**Tasks and exercises:**
A: In the study journal entry, when was internet access knocked out?
B: Restate the stretch of the study journal entry from "My targets for" through "met these objectives.", renaming "literature review" as "background reading".

**Extract provided:**
------------------------------------------------------------
I met with another part-time distance student on Thursday, which was a great help in terms of sharing experience and some of the frustrations. In particular, just wanting to ‘get on with it’ when admin or life just seem to be in the way.

My targets for the week were to produce a draft methodology chapter, revise my literature review and write a substantial draft of the necessary second year report. I also wanted to pilot the sampling for the content analysis and the categories I had developed for this analysis. To a large extent, I met these objectives.

I’d more or less lost Saturday after the arrival of the iPhone, that put paid to any serious concentration but I did plan for the week ahead. By thinking about my other commitments and shifting work so that the content analysis was the first thing I tackled and the reading came later, I avoided what could have been a demoralising disaster when my internet access was knocked out for all of Tuesday afternoon and evening. I had done the internet-intensive work on Sunday and Monday and mostly had reading and writing to do, neither of which require the internet connected. In fact, removing online distractions was a bonus. If Refworks wasn’t online I should go and lock myself into an offline room every time I needed to hit a deadline!
------------------------------------------------------------
**Data shown:**
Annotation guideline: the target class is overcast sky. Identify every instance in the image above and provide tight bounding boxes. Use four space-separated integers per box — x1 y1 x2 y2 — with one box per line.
------------------------------------------------------------
**Final results:**
A: For all of Tuesday afternoon and evening.

B:
My targets for the week were to produce a draft methodology chapter, revise my background reading and write a substantial draft of the necessary second year report. I also wanted to pilot the sampling for the content analysis and the categories I had developed for this analysis. To a large extent, I met these objectives.